Point labeling dataset excerpts:
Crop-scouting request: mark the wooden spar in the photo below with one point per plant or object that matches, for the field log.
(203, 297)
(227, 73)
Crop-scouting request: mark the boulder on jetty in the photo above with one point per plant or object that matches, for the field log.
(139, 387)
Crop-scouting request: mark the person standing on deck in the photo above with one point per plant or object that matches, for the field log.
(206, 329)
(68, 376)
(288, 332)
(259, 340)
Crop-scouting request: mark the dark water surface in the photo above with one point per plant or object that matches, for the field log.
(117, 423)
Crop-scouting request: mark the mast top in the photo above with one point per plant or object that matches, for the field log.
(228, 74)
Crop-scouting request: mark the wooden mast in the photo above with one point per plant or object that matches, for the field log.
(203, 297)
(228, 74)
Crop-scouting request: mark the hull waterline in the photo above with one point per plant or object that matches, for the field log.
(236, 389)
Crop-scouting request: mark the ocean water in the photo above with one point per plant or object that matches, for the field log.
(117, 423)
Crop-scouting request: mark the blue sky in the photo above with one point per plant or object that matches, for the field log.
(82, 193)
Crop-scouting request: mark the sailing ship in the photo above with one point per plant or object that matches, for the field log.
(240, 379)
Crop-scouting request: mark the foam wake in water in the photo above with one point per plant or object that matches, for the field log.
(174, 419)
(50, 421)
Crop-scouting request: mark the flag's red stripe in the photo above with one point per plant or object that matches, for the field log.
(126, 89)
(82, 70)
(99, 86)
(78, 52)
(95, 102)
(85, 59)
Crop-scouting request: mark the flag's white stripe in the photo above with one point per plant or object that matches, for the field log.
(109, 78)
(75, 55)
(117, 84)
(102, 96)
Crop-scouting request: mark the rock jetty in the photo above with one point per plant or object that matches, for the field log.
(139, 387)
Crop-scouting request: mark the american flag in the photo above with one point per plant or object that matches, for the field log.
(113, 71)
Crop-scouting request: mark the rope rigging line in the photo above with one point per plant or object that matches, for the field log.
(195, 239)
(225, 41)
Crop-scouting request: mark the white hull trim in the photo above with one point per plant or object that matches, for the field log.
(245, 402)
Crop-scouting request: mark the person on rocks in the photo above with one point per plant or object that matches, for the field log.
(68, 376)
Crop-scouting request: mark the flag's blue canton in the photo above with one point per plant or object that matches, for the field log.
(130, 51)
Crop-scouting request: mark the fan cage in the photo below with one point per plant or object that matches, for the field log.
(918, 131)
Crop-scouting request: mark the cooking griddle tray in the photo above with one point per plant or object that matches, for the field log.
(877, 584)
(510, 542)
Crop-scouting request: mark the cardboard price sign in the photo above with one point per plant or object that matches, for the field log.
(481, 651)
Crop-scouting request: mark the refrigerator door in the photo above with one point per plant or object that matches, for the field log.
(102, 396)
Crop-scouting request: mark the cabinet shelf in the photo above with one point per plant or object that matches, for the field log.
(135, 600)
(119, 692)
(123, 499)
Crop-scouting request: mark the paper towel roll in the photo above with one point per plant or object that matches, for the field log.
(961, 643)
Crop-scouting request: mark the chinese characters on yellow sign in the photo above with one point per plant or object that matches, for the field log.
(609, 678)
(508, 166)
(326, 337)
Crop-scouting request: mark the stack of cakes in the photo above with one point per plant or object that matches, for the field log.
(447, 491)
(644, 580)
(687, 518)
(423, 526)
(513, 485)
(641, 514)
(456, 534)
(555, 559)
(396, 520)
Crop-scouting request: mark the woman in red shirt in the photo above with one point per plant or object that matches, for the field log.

◆ Aim ◆
Output the listing above without altering a single character.

◆ Reply ◆
Crop-scouting request: mark the wooden spar in the photo below with one point per plant or object that matches, for the field log.
(203, 297)
(227, 73)
Crop-scouting request: mark the boulder on jetty in the photo above with one point per plant or object that matches, for the field log.
(139, 387)
Crop-scouting request: mark the person standing on deck in the photo above with one point per plant or object that matches, for the field log.
(206, 329)
(68, 376)
(288, 332)
(259, 340)
Crop-scouting request: mark the dark water surface in the photo above with one point per plant or object that matches, for the field log.
(117, 423)
Crop-scouting request: mark the mast top in the photo above with one point per plant or object that matches, for the field log.
(228, 74)
Crop-scouting request: mark the wooden mast in the photo above with one point per plant or object that matches, for the field log.
(203, 297)
(228, 74)
Crop-scouting request: mark the hull waterline in the photo above with one point per plant or object that matches, for the field log.
(236, 389)
Crop-scouting request: mark the ocean water in the photo above with one point per plant or object that matches, for the field log.
(117, 423)
Crop-scouting request: mark the blue sky in the photo above with one point per plant or object that matches, for the field log.
(82, 193)
Crop-scouting request: mark the sailing ship in the photo above with one point per plant or object that matches, for the field log.
(240, 379)
Crop-scouting request: mark the foam wake in water in the photo above with one point per plant or object that matches, for the field log.
(174, 419)
(50, 421)
Crop-scouting request: mark the flag's red stripe in the photo above with one point per plant or object that matches, for the field log.
(126, 89)
(82, 70)
(99, 86)
(78, 52)
(95, 102)
(85, 59)
Crop-scouting request: mark the flag's white stripe in the photo above with one point per plant or object that matches, for the field log.
(109, 78)
(75, 55)
(117, 84)
(102, 96)
Crop-scouting request: mark the rock jetty in the photo above with one point per plant or object that matches, for the field log.
(139, 387)
Crop-scouting request: mark the american flag in the photo above with one point per plant or object that matches, for the field log.
(113, 71)
Crop-scouting request: mark the rope rigging line in the photo above with one point per plant or object that matches, for the field log.
(195, 239)
(225, 41)
Crop-scouting request: mark the white hull trim in the photo above with one point per plant or object that matches, for the field log.
(245, 402)
Crop-scouting request: mark the person on rocks in the photo above with one point per plant or object that matches, for the field log.
(68, 376)
Crop-scouting request: mark the flag's blue canton in the photo above with one point per plant or object that matches, for the field log.
(130, 51)
Crop-scouting request: mark the fan cage in the photo below with one point per plant or object that matches, for the field log.
(918, 131)
Crop-scouting request: mark the cooking griddle tray in the photo above with one point per plant or object that matches, for the field log.
(877, 584)
(510, 542)
Crop-scouting request: mark the cardboard price sign in the photo above with one point per plant or object that matches, for the field log.
(481, 651)
Crop-scouting request: mark the refrigerator door in the photo above with one point per plant or object that matches, for the field log.
(102, 396)
Crop-scouting request: mark the cabinet shelf in the photo above with one point per plant or object that matches, for the field log.
(135, 600)
(119, 692)
(123, 499)
Crop-scouting request: mark the paper towel roll in the photo above with one point per plant or object that matches, for the field log.
(961, 643)
Crop-scouting request: mark the chinese characters on yellow sign in the photo above with one point per plant or object that matches, for the field log.
(609, 678)
(508, 166)
(326, 337)
Crop-scouting request: mark the stack of cakes in the photo above with one point per plant or object that matches, for the field log.
(447, 491)
(644, 580)
(687, 518)
(423, 526)
(513, 485)
(641, 514)
(456, 534)
(555, 559)
(396, 520)
Crop-scouting request: mark the woman in red shirt in the photo above with one point per plant or object that matches, for the field log.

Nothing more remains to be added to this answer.